Dokument:
• • •

Wasserstoff. Das klingt nach Zukunft, nach sauberer Energie, nach der Lösung aller Reichweiten- und Ladeprobleme der Elektromobilität. Und Toyota hält unbeirrt an dieser Vision fest. Während andere Hersteller voll auf Batterie setzen, schicken die Japaner mit dem Mirai bereits die zweite Generation ihrer Brennstoffzellen-Limousine ins Rennen. Ein atemberaubend gezeichnetes Auto, das Oberklasse-Flair mit emissionsfreiem Fahren (zumindest lokal) verbinden will. Schnelles Tanken, hohe Reichweite – klingt nach der Eierlegenden Wollmilchsau. Aber ist der Mirai im Jahr 2025 wirklich eine ernsthafte Alternative zu Tesla, EQE & Co.? Oder bleibt er ein faszinierendes, aber sündhaft teures Experiment für Überzeugungstäter in einer Welt ohne Tankstellen? Ich habe den Praxistest gemacht. Mit offenem Visier.
Was ist der Toyota Mirai und an wen richtet er sich?
Der Toyota Mirai (zweite Generation, JPD20) ist eine fünfsitzige, rein elektrisch angetriebene Oberklasse-Limousine, die ihren Strom mittels einer Wasserstoff-Brennstoffzelle an Bord erzeugt. Er basiert auf der GA-L Plattform (Global Architecture – Luxury) und verfügt über Heckantrieb.
Okay, Schluss mit dem Technik-Sprech. Im Klartext: Das ist Toyotas Versuch, zu zeigen, dass Wasserstoff auch sexy sein kann. Weg vom Prius-Öko-Image, hin zu einer fast fünf Meter langen, flachen Luxus-Limousine, die aussieht wie aus einem Guss. Hut ab, das Design ist gelungen! Aber für wen ist das Ding? Für Leute, die elektrisch fahren wollen, aber keine Lust auf lange Ladepausen haben. Für Flottenbetreiber, die emissionsfrei unterwegs sein müssen, aber hohe Reichweiten brauchen. Und natürlich für Technik-Enthusiasten mit dem nötigen Kleingeld (über 65.000 Euro Basis!) und – ganz wichtig – einer Wasserstoff-Tankstelle in erreichbarer Nähe. Denn ohne die geht gar nichts. Er ist also eher ein Statement als ein Massenprodukt. Ein sehr elegantes Statement, zugegeben.
Wie funktioniert die Brennstoffzellen-Technik im Detail?

• • •

Datensätze:
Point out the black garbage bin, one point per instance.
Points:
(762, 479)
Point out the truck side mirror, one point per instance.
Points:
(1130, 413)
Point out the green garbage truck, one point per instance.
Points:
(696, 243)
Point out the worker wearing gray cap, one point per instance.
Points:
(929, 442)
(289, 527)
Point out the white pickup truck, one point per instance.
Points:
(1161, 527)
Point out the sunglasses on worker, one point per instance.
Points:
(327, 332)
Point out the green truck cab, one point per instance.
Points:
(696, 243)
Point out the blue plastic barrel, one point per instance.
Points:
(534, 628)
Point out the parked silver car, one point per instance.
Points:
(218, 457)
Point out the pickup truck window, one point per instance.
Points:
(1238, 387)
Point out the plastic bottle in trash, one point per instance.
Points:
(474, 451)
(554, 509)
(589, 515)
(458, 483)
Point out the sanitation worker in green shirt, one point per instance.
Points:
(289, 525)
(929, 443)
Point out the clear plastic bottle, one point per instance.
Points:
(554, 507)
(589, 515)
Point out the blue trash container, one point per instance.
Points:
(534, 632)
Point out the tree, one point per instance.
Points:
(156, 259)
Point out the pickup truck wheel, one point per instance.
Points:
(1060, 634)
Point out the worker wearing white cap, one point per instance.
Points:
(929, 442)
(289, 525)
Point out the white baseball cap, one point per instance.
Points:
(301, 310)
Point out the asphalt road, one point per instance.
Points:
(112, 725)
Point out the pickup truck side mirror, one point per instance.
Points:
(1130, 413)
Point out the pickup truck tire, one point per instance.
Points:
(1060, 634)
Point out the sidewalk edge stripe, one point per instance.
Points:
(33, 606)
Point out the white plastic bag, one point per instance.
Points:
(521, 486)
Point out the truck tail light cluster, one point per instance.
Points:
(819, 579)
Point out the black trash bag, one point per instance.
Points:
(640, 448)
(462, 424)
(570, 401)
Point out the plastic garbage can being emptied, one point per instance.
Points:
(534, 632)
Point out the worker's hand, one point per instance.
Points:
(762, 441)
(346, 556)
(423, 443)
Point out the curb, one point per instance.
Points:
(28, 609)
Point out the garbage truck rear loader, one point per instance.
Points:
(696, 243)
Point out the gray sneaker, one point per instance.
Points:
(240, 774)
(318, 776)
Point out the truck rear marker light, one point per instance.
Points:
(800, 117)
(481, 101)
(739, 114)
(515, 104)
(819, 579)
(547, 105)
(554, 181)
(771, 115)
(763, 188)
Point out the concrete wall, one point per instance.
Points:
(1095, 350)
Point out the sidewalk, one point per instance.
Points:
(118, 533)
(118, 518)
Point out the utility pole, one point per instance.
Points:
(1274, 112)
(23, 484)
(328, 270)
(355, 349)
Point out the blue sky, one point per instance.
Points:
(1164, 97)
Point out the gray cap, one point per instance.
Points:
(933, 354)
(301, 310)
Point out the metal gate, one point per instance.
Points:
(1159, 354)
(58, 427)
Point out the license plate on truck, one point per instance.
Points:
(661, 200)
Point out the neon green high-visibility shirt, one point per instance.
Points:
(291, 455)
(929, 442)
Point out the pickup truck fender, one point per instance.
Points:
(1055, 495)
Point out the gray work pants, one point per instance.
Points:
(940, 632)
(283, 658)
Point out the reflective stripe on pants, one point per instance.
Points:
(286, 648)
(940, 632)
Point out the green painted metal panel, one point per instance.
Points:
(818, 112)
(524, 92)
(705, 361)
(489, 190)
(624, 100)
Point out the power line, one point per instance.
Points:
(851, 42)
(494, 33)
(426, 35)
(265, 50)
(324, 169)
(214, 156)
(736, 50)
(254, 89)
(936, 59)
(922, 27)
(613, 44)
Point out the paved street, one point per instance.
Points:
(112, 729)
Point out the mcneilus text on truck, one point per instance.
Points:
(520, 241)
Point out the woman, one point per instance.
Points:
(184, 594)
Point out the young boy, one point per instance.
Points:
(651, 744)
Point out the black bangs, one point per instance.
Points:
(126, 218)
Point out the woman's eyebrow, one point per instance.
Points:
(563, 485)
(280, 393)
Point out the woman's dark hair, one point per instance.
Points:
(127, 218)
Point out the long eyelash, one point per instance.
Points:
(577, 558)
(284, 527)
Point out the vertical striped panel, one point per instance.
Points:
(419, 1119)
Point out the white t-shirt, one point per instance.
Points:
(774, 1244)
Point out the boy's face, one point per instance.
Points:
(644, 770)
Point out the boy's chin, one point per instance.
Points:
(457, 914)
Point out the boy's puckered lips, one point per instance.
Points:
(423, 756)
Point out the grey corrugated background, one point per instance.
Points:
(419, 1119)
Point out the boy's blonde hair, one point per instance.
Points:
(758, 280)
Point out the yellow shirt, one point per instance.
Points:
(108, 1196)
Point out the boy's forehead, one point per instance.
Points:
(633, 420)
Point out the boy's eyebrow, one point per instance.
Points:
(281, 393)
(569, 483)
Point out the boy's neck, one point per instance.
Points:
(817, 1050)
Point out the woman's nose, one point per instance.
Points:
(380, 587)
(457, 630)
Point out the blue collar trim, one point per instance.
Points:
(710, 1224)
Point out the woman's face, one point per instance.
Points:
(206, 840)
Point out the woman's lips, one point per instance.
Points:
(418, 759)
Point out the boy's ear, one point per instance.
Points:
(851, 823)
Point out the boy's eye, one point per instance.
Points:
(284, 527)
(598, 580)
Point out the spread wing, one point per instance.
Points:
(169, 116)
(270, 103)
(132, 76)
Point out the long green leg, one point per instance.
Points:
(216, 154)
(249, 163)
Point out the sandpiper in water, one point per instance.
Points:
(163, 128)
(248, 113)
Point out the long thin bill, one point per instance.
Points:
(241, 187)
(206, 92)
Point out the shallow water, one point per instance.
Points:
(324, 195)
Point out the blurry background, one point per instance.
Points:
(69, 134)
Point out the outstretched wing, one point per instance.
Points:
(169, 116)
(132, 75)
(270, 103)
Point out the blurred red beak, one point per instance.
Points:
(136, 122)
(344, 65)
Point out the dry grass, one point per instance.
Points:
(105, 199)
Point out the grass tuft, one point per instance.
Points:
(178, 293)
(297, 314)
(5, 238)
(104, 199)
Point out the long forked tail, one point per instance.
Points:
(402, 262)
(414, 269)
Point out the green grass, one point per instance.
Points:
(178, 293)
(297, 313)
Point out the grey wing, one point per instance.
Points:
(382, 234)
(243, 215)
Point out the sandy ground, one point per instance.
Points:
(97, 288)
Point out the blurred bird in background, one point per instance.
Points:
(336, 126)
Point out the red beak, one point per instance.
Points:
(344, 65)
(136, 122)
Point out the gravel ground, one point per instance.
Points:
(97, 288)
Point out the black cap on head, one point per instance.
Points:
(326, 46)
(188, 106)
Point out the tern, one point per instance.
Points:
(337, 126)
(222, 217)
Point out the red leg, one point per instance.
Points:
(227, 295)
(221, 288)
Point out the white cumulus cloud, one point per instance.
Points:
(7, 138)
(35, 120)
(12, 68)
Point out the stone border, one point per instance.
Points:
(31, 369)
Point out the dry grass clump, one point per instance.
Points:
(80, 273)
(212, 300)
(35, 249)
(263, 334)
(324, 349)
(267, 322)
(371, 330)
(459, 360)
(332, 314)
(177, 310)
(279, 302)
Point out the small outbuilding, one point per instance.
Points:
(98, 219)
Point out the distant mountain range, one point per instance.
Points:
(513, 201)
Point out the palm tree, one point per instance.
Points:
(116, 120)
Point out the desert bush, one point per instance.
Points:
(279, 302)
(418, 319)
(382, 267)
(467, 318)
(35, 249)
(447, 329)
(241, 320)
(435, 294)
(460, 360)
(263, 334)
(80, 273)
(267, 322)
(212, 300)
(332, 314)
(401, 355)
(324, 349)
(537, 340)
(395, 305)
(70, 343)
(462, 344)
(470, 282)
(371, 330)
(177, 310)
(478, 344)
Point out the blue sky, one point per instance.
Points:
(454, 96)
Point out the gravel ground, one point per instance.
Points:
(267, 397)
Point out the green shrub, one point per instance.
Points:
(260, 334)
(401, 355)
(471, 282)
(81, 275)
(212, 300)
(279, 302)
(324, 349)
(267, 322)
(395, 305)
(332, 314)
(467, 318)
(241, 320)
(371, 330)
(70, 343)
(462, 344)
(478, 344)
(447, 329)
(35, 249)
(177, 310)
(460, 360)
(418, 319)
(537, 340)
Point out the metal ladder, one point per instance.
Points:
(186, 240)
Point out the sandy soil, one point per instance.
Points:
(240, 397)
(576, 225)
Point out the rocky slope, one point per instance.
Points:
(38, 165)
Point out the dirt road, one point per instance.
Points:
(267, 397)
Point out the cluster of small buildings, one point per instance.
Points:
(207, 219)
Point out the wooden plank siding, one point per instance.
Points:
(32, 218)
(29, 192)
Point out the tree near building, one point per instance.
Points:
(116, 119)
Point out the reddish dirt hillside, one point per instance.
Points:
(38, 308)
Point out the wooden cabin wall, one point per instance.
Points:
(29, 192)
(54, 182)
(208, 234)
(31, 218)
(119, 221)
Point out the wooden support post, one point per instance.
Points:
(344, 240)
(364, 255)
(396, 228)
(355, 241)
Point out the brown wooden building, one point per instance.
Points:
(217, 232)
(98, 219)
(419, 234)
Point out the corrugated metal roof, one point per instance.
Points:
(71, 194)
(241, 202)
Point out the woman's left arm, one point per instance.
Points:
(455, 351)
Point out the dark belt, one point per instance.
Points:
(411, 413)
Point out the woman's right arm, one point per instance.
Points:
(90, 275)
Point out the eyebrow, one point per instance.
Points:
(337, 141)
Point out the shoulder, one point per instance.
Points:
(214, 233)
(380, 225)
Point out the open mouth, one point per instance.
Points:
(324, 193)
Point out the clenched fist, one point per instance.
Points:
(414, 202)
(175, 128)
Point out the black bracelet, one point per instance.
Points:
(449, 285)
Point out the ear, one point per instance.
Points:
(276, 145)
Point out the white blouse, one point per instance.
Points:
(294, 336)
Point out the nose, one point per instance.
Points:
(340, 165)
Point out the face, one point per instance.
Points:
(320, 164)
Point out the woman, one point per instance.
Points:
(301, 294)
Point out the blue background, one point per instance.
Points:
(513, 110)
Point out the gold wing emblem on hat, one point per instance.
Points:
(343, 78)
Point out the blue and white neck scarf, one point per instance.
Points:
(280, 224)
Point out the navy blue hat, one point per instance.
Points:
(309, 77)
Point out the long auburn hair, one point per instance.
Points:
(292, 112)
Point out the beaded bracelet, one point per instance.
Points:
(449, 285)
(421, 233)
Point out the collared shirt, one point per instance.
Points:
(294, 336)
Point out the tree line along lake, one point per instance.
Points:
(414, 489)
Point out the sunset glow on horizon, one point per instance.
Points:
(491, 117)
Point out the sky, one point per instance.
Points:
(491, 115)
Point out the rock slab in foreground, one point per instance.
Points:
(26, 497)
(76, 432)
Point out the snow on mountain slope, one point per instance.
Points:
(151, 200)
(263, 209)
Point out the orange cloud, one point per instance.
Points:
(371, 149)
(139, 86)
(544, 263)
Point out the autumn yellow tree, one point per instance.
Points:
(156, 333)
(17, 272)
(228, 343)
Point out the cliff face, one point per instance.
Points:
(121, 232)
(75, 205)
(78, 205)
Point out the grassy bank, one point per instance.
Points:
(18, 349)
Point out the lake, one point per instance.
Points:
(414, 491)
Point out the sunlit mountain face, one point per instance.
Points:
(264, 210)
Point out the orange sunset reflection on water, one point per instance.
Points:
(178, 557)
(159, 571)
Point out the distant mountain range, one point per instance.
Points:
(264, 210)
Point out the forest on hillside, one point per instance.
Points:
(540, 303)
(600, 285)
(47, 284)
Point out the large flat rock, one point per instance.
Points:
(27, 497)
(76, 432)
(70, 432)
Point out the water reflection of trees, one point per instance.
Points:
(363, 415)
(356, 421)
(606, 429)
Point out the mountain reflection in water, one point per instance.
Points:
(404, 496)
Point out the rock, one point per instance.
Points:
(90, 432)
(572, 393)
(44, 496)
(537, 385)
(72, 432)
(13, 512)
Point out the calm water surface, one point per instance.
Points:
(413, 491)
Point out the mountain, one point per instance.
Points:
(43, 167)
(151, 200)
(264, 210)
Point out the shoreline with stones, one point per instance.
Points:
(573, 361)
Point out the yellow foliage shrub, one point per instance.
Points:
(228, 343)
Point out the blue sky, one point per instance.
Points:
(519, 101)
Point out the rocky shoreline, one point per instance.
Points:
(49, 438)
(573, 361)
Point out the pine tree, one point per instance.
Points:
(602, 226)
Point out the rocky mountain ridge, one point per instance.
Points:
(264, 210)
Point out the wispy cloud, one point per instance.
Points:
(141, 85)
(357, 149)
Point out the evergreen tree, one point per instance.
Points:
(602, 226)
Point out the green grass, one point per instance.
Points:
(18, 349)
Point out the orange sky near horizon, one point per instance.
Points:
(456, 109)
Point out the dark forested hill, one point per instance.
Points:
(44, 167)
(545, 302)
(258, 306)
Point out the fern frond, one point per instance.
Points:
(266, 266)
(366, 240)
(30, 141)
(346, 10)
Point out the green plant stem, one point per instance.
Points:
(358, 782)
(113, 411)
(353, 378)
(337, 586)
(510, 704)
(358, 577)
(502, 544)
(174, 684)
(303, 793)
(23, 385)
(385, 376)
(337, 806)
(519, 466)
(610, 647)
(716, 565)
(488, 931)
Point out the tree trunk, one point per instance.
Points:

• • •

Zu erledigende Aufgaben:
1. Nennen Sie alle Personengruppen, an die sich der Wagen laut dem Bericht über den Toyota Mirai richtet.
2. Führen Sie den Bericht über den Toyota Mirai im Anschluss an seine letzte Zeile fort.

Lösungen:
1.
- Leute, die elektrisch fahren wollen, aber keine Lust auf lange Ladepausen haben
- Flottenbetreiber, die emissionsfrei unterwegs sein müssen, aber hohe Reichweiten brauchen
- Technik-Enthusiasten mit dem nötigen Kleingeld und einer Wasserstoff-Tankstelle in erreichbarer Nähe

2.
Im Mirai reagiert gasförmiger Wasserstoff (H2), gespeichert in drei Hochdrucktanks (700 bar), in der Brennstoffzelle mit Sauerstoff (O2) aus der Luft. Dabei entsteht elektrische Energie, die einen Elektromotor mit 134 kW (182 PS) antreibt. Als Nebenprodukt entsteht lediglich Wasserdampf. Eine kleine Lithium-Ionen-Pufferbatterie unterstützt bei Leistungsspitzen und speichert Rekuperationsenergie.
Man muss sich das wie ein kleines Kraftwerk an Bord vorstellen. Statt einen riesigen Akku mitzuschleppen, hat man seine Energiequelle dabei. Wasserstoff rein, Strom raus, Wasser raus. Klingt genial einfach. Ist es technologisch natürlich nicht. Die Brennstoffzelle ist ein komplexes Hightech-Bauteil mit Platin-Katalysatoren. Die Tanks müssen enormen Druck aushalten. Aber das Ergebnis ist faszinierend: Man fährt elektrisch, leise, emissionsfrei (lokal!), ohne sich über Ladezeiten Gedanken machen zu müssen. Theoretisch zumindest. Die Krux an der Sache ist nicht das Auto, sondern alles drumherum. Und natürlich die Frage: Wo kommt der Wasserstoff her und wie “grün” ist er wirklich? Aber dazu später mehr.
Wie weit kommt man wirklich und wie schnell ist er betankt?
Die drei Wasserstofftanks fassen insgesamt 5,6 kg H2. Die offizielle WLTP-Reichweite beträgt bis zu 650 km. Der Tankvorgang dauert an einer 700-bar-Zapfsäule ca. 5 Minuten.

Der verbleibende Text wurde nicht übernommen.